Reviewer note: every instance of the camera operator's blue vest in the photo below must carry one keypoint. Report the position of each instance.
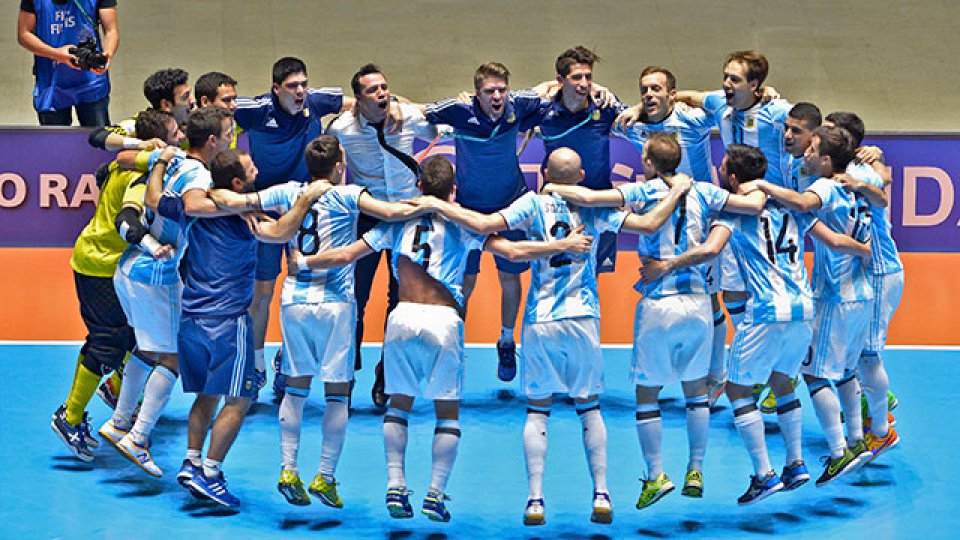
(59, 86)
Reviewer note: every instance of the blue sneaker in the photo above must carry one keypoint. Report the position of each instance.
(72, 436)
(214, 489)
(760, 488)
(434, 507)
(398, 503)
(795, 475)
(507, 366)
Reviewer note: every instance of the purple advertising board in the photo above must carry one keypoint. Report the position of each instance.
(48, 191)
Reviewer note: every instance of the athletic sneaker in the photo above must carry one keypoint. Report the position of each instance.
(139, 455)
(760, 488)
(602, 508)
(795, 475)
(108, 392)
(112, 433)
(398, 502)
(836, 467)
(326, 491)
(291, 487)
(507, 364)
(434, 507)
(654, 490)
(72, 436)
(214, 488)
(534, 513)
(693, 484)
(879, 445)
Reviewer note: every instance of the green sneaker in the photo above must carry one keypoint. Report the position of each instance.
(291, 487)
(327, 491)
(654, 490)
(836, 467)
(693, 484)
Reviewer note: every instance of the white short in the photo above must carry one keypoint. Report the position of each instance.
(318, 340)
(562, 357)
(152, 310)
(423, 351)
(672, 339)
(758, 349)
(887, 290)
(839, 334)
(731, 278)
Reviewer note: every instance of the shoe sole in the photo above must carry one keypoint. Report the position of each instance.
(660, 494)
(85, 459)
(766, 493)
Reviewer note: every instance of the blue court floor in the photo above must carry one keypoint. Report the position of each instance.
(907, 493)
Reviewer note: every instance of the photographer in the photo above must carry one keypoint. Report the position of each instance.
(71, 60)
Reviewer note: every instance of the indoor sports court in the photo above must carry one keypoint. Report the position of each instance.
(888, 62)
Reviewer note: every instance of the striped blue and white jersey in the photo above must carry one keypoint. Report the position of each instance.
(691, 127)
(182, 175)
(686, 228)
(838, 277)
(330, 223)
(565, 285)
(886, 256)
(761, 125)
(769, 250)
(440, 246)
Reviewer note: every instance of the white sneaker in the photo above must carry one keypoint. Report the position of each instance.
(112, 433)
(139, 455)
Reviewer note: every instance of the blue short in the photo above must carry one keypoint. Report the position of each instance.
(216, 355)
(504, 265)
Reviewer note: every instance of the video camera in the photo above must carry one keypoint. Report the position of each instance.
(88, 57)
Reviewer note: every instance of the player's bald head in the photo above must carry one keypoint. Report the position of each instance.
(564, 167)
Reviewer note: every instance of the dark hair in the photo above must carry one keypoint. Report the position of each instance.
(571, 57)
(649, 70)
(367, 69)
(152, 124)
(204, 122)
(837, 143)
(287, 66)
(746, 162)
(490, 69)
(808, 112)
(664, 151)
(226, 166)
(850, 122)
(756, 63)
(160, 85)
(208, 83)
(323, 154)
(437, 177)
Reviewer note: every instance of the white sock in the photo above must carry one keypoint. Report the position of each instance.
(698, 427)
(291, 425)
(156, 394)
(395, 445)
(535, 447)
(594, 443)
(827, 407)
(848, 391)
(790, 420)
(446, 438)
(135, 375)
(211, 467)
(750, 426)
(718, 353)
(650, 432)
(258, 361)
(875, 386)
(334, 433)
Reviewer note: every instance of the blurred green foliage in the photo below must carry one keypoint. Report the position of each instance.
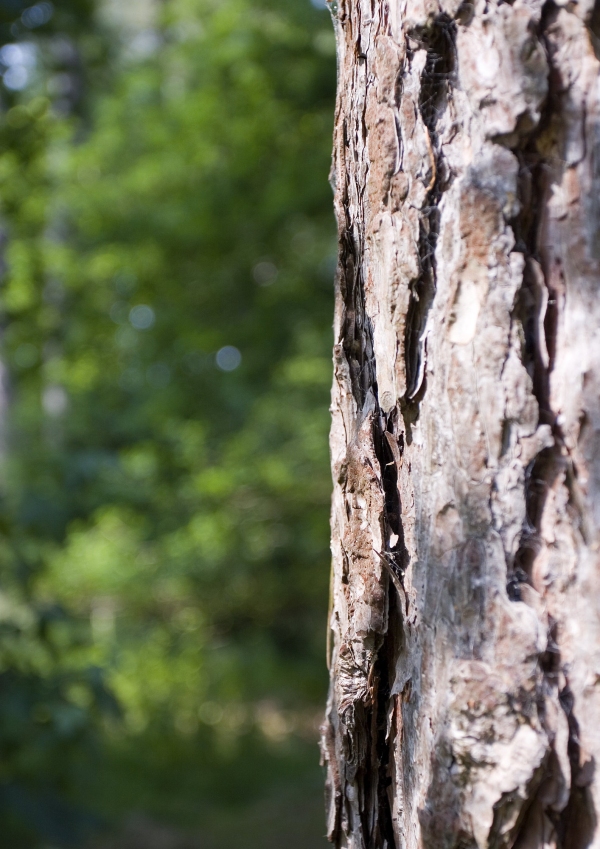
(168, 248)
___
#### What is expected:
Please retype every record exactly, leaving the pictures out.

#### Response area:
Reviewer note: every instance of the camera operator's blue vest in the photo below must carry one keypoint. Report the position of each instance.
(59, 86)
Reviewer note: every instance of the blue sneaker in the photo above must carry one keypoint. Report the position of each instance.
(72, 436)
(214, 489)
(760, 488)
(434, 507)
(398, 503)
(795, 475)
(507, 366)
Reviewer note: every instance of the purple advertising board in the photo above must carry one keypoint. Report the position of each instance.
(48, 191)
Reviewer note: every instance of the athletic sneaker in the photo above must carry one keypoint. Report the position of each instance.
(139, 455)
(760, 488)
(602, 508)
(795, 475)
(108, 392)
(112, 433)
(398, 502)
(836, 467)
(326, 491)
(291, 487)
(507, 364)
(434, 507)
(654, 490)
(72, 436)
(214, 488)
(534, 513)
(693, 484)
(879, 445)
Reviewer note: every instance of the green sneaker in the photo above must carry one keypoint. Report the position of each instance.
(291, 487)
(327, 491)
(654, 490)
(836, 467)
(693, 484)
Reviewer note: every instance of the white short in the photo above must carry one keypoint. Report the position of each instance.
(318, 340)
(562, 357)
(152, 310)
(423, 351)
(672, 339)
(758, 349)
(887, 290)
(839, 334)
(731, 278)
Reviewer note: every instance of the shoe sole in the photo above must carry one keypoint. Report the position of each instance.
(660, 494)
(85, 459)
(766, 493)
Reviewer note: every instance of the blue court floor in the photo above must carry one keypoint. Report the position of each instance.
(907, 493)
Reviewer note: every instance of the photographer in the photo above must carry one keypoint. Report the position of each instance.
(71, 60)
Reviewer note: every instance of the indoor sports court in the photo above must carry one keypoint. Report the position of each instance.
(888, 62)
Reviewer note: every instance of the striped blue and white jersey in the photo above must carry one keypoint. Report the position of each instance.
(691, 127)
(182, 175)
(686, 228)
(838, 277)
(330, 223)
(565, 285)
(886, 256)
(761, 125)
(769, 250)
(440, 246)
Reviewer note: every instance of the white sneaker in the photo above must carry one keypoint. Report the position of each instance.
(112, 433)
(139, 455)
Reviewer note: every instance of the blue short in the photo above must carry one keypoint. Report the position of each instance.
(216, 355)
(504, 265)
Reviewer note: every instance of the video camera in the photo above must carry one keypoint. Report the position of each instance.
(88, 57)
Reviewer note: every instance of the player's bald head in the photo above must carry one keypoint. Report the position of each instance.
(564, 167)
Reviewer note: every instance of the dark hair in the photo above must carry one keypoint. Report the position of each instance.
(571, 57)
(649, 70)
(367, 69)
(152, 124)
(204, 122)
(837, 143)
(287, 66)
(746, 162)
(490, 69)
(808, 112)
(664, 151)
(226, 166)
(850, 122)
(756, 63)
(160, 85)
(208, 83)
(323, 154)
(437, 177)
Reviewer note: every instance of the white sock in the photo above must carry one keypoint. Report the position of each instance.
(698, 427)
(291, 425)
(156, 394)
(395, 445)
(535, 447)
(594, 443)
(827, 407)
(848, 391)
(790, 420)
(446, 438)
(135, 375)
(211, 467)
(750, 426)
(718, 353)
(650, 432)
(258, 361)
(875, 386)
(334, 433)
Reviewer note: every instance of the blurred green foliage in the photo below must carry one keypoint. Report the position of each instance.
(168, 248)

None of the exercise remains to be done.